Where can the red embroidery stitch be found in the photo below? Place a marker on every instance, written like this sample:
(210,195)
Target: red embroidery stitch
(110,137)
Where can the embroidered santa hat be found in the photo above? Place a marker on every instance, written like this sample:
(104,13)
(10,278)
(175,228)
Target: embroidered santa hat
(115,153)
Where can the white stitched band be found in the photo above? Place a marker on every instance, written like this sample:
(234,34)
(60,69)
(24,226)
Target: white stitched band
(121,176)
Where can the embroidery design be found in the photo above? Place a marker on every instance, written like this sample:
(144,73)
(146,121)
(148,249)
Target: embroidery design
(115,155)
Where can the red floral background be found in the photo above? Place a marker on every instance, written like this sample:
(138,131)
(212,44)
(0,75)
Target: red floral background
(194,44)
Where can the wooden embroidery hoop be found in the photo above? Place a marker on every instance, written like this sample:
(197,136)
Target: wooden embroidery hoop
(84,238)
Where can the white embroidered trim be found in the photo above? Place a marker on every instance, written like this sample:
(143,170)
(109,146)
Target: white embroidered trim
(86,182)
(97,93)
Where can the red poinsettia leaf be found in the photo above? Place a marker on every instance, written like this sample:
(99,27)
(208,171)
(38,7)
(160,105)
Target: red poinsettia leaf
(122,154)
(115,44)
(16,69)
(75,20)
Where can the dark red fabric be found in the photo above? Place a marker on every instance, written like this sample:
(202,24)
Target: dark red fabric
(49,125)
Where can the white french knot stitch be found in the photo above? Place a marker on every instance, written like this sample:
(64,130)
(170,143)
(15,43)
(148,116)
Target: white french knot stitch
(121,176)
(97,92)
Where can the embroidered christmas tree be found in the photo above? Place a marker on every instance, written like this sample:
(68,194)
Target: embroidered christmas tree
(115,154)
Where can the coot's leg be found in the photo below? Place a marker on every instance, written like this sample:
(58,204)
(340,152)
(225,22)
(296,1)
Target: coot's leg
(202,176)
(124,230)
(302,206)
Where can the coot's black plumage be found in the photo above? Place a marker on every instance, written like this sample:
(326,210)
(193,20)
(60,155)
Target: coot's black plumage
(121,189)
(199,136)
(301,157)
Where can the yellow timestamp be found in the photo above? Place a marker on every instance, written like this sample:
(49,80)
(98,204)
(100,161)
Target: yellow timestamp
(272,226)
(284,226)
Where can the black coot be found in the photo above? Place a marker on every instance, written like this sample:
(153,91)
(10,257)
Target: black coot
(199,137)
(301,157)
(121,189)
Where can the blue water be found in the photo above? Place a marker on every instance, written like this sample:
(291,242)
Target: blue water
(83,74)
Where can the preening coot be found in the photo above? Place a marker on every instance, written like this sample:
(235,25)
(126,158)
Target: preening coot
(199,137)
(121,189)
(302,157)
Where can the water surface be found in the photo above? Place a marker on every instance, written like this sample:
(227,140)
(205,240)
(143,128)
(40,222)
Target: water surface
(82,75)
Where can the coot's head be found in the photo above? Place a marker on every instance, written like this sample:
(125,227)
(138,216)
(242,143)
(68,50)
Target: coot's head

..........

Problem to work on:
Please recast the records above as a JSON list of strings, one string per line, with blank lines left out.

Expected output:
[
  "Where can the red embroidery stitch be found in the photo below? Place a marker on every instance, written like this sample:",
  "(210,195)",
  "Target: red embroidery stitch",
  "(110,137)",
  "Where can the embroidered santa hat be found in the photo above? Place a marker on every instance, written like this sample:",
  "(104,13)",
  "(10,278)",
  "(175,228)",
  "Target: embroidered santa hat",
  "(115,153)",
  "Where can the white stitched band be found in the photo above? Place a marker on every instance, written like this sample:",
  "(234,34)",
  "(60,69)",
  "(24,226)",
  "Target: white stitched band",
  "(121,176)",
  "Where can the embroidery design be found in the photo above? Place a marker on every instance, written like this sample:",
  "(144,73)",
  "(146,121)",
  "(148,249)",
  "Target: embroidery design",
  "(115,155)",
  "Where can the red floral background be found in the photo above? Place a marker on every instance, written like this sample:",
  "(138,131)",
  "(212,44)",
  "(0,75)",
  "Target: red floral background",
  "(194,44)",
  "Where can the wooden embroidery hoop be found in the photo above? Place a marker on every instance, written like this sample:",
  "(197,136)",
  "Target: wooden embroidery hoop",
  "(84,238)",
  "Where can the white embroidered trim be found in the photo above? Place a marker on every instance, written like this sample:",
  "(143,170)",
  "(109,146)",
  "Target: white embroidered trim",
  "(86,182)",
  "(97,93)",
  "Where can the red poinsettia leaf be found in the photo above? Place a marker on every instance, written like this sample:",
  "(99,27)",
  "(208,171)",
  "(38,7)",
  "(160,105)",
  "Target: red poinsettia leaf",
  "(122,154)",
  "(115,44)",
  "(16,69)",
  "(75,20)",
  "Where can the dark red fabric be found in the photo above? Place a marker on every instance, written like this sample:",
  "(202,24)",
  "Target: dark red fabric",
  "(49,125)",
  "Where can the white french knot stitch be found in the photo above? Place a marker on every instance, written like this sample:",
  "(64,130)",
  "(170,143)",
  "(15,43)",
  "(148,116)",
  "Target: white french knot stitch",
  "(121,176)",
  "(97,92)",
  "Where can the embroidered christmas tree be found in the photo above? Place a marker on every instance, written like this sample:",
  "(68,194)",
  "Target: embroidered christmas tree",
  "(115,154)",
  "Where can the coot's leg be found in the photo below? Place a marker on every instance, written like this sample:",
  "(58,204)",
  "(340,152)",
  "(225,22)",
  "(296,1)",
  "Target: coot's leg",
  "(202,176)",
  "(124,230)",
  "(302,206)",
  "Where can the coot's black plumage be found in the photo above? Place a marker on every instance, written like this sample:",
  "(326,210)",
  "(193,20)",
  "(60,155)",
  "Target: coot's black plumage",
  "(121,189)",
  "(199,136)",
  "(301,157)",
  "Where can the yellow timestamp be found in the photo above? Place a marker on every instance, written like this sample:",
  "(49,80)",
  "(98,204)",
  "(100,161)",
  "Target: yellow timestamp",
  "(272,226)",
  "(284,226)",
  "Where can the black coot be found in the photo above? Place a marker on every instance, written like this sample:",
  "(153,91)",
  "(10,257)",
  "Target: black coot",
  "(199,137)",
  "(301,157)",
  "(121,189)",
  "Where can the blue water be found in the photo above? Place a marker on every instance, written like this sample:",
  "(291,242)",
  "Target: blue water",
  "(83,74)",
  "Where can the preening coot be found in the photo above? Place a marker on every instance, written like this sample:",
  "(235,25)",
  "(126,158)",
  "Target: preening coot",
  "(199,137)",
  "(121,189)",
  "(302,157)",
  "Where can the water surface be found in the photo above? Place a marker on every instance, written like this sample:",
  "(227,140)",
  "(205,240)",
  "(143,128)",
  "(40,222)",
  "Target: water surface",
  "(82,75)",
  "Where can the coot's head be found in the photo above? Place a marker on every instance, written like this sample:",
  "(125,227)",
  "(138,216)",
  "(242,143)",
  "(68,50)",
  "Target: coot's head"
]